Task input
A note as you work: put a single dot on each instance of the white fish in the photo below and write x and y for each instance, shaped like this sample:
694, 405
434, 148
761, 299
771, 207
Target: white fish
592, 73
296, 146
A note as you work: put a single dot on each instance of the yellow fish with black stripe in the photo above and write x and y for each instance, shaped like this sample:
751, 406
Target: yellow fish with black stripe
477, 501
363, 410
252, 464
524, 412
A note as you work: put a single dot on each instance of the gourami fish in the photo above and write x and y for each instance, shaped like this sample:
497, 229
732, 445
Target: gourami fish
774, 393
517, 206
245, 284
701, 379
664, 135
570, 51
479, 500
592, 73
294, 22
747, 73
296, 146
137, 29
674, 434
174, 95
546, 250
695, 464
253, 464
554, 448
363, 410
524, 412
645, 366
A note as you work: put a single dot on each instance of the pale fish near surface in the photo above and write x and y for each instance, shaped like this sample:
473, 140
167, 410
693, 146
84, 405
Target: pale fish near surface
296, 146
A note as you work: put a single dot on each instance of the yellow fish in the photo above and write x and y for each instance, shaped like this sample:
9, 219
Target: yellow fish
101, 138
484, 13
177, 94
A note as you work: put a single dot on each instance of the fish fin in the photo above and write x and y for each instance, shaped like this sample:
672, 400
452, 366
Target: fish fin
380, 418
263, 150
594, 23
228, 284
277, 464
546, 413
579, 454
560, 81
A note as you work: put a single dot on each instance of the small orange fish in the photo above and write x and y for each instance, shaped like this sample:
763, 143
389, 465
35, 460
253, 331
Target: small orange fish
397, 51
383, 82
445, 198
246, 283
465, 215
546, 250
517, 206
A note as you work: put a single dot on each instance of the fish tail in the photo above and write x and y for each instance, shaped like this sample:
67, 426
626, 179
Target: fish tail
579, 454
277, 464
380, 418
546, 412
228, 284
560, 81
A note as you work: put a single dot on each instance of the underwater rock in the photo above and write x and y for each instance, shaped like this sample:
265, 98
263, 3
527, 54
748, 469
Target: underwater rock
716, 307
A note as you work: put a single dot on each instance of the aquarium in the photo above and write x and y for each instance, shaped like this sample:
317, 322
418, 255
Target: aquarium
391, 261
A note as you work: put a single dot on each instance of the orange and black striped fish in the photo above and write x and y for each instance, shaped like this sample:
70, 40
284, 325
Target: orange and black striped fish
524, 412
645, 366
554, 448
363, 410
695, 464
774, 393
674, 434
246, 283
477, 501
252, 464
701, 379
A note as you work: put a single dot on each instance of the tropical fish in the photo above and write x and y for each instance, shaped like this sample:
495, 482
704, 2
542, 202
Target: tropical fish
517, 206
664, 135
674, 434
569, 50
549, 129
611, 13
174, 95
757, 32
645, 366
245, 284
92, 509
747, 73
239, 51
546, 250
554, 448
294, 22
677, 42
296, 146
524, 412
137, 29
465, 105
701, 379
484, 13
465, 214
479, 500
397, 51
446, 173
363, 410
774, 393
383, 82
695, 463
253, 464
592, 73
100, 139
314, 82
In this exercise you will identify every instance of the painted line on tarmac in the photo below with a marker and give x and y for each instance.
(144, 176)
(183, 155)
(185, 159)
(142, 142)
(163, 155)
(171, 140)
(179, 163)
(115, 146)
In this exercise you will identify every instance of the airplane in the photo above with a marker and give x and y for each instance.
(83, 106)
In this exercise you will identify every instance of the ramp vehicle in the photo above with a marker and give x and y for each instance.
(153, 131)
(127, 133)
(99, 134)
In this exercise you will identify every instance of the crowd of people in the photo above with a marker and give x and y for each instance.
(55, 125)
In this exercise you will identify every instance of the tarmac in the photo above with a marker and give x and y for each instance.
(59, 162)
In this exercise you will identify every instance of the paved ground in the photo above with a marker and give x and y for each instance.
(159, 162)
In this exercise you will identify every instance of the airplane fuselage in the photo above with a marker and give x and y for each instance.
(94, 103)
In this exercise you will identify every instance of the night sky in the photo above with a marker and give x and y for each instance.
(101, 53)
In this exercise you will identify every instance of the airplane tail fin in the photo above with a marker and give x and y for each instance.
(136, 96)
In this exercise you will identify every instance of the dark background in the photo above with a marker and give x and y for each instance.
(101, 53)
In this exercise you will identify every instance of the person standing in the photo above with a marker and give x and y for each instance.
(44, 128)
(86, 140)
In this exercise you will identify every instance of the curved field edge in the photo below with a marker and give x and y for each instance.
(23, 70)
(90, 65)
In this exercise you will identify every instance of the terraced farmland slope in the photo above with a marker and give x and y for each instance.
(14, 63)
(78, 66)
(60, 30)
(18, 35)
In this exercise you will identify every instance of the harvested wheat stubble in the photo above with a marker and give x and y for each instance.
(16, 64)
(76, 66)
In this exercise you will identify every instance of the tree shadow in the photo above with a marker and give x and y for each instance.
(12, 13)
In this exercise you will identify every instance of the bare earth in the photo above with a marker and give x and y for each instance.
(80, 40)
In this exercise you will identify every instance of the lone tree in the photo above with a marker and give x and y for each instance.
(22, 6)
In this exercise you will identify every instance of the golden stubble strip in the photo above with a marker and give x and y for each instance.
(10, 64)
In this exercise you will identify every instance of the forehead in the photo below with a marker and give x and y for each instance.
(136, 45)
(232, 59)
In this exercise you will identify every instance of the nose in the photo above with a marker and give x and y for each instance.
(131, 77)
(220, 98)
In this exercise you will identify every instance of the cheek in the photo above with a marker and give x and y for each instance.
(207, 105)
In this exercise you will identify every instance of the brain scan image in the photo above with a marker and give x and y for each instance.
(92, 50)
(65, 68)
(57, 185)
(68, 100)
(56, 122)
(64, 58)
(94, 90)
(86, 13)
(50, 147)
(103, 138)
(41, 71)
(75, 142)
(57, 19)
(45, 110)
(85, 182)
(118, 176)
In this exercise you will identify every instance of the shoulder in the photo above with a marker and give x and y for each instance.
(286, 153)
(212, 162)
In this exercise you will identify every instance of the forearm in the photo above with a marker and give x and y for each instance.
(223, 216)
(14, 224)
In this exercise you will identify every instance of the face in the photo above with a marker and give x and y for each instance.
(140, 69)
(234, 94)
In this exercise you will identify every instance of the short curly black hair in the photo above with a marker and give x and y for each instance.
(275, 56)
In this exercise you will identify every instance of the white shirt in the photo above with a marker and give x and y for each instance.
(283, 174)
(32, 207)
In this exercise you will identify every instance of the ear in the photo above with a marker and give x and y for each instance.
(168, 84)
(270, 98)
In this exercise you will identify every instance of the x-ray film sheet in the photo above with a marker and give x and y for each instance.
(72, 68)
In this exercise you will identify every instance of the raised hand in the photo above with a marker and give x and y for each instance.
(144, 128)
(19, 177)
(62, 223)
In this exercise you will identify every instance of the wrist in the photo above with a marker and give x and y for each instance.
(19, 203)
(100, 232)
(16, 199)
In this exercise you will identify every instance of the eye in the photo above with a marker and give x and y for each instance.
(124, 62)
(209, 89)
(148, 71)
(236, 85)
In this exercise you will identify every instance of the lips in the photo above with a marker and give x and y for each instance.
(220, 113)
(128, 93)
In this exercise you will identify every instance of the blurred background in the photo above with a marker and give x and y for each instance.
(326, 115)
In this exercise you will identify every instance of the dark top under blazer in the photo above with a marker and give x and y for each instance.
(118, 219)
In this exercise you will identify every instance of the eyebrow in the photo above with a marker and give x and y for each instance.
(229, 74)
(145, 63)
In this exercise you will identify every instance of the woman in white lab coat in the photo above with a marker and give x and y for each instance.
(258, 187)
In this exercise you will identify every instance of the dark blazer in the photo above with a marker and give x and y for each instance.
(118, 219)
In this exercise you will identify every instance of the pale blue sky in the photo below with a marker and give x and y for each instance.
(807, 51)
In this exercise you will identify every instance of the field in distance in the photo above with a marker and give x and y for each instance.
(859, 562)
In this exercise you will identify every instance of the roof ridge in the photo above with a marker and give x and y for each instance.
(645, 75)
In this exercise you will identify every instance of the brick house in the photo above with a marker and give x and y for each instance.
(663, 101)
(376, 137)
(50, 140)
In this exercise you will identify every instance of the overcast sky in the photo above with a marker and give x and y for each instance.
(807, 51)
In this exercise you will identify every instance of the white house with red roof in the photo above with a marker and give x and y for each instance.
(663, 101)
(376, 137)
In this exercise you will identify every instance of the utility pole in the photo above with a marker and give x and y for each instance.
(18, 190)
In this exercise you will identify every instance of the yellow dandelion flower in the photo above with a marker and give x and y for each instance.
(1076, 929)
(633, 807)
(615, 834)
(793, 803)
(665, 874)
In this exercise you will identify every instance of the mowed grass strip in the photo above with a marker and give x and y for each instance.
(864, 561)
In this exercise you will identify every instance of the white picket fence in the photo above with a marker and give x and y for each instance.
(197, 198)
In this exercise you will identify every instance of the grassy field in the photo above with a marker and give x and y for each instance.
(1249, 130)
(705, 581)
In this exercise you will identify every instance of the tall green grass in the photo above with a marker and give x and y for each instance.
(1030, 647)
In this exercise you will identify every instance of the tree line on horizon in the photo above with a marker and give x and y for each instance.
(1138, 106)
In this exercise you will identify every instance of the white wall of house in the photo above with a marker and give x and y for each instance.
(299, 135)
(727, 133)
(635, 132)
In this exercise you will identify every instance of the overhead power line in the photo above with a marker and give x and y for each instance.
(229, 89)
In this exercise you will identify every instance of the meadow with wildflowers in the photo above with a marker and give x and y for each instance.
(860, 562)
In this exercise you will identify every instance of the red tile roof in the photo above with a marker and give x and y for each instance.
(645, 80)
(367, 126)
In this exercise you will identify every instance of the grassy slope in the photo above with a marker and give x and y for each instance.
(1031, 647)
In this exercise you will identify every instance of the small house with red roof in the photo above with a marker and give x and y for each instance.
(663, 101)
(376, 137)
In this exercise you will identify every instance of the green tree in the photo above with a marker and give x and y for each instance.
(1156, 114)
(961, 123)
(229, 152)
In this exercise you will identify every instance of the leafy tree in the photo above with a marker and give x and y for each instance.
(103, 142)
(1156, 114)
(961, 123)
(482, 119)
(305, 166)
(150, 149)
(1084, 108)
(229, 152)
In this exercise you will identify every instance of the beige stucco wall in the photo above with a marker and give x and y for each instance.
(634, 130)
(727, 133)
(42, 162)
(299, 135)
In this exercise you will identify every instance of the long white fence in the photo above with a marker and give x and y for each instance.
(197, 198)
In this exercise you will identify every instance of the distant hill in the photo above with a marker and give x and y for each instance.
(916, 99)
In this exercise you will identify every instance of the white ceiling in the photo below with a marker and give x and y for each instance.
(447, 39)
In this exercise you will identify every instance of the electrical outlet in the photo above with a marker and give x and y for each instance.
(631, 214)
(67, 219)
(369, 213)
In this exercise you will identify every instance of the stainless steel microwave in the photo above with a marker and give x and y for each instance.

What you need to do
Wherever a line of the data above contains "single", copy that line.

Solution to the problem
A note as you work: put a single dot on each instance of the white fish in the photo below and write x and y for each instance, shaped like this sample:
A note as you work: put a single dot on each instance of the yellow fish with black stripe in the photo above and write x and y for each instance, shaped like this sample:
A note as you work: put a single dot on each instance of the gourami fish in the photo above and write x and y for each instance, shaped like this sample:
A note as you work: put a single dot on each instance of the pale fish near surface in the photo above and write x and y for each instance, shaped like this sample:
A note as you work: put a single dot on each instance of the yellow fish in the photo above and write x and y for each instance, shaped like this sample:
A note as you work: put a single dot on each instance of the fish fin in the photo above and write x and y for each instance, shaped like this sample:
A note as you work: put a single dot on each instance of the small orange fish in the photo above and write x and y for each instance, shaped like this sample:
A note as you work: put a single dot on each instance of the fish tail in the photo above and write x and y for each instance, shaped like this sample:
A note as you work: put a single dot on each instance of the underwater rock in the photo above and write x and y for each instance, shaped like this sample:
A note as you work: put a single dot on each instance of the aquarium in the photo above and write x and y for each instance, shaped like this sample:
A note as you work: put a single dot on each instance of the orange and black striped fish in the photo above and write x and y for each instance, shaped like this sample:
A note as you work: put a single dot on each instance of the tropical fish in the photo above and write x and y for each instance, shaped like this sample:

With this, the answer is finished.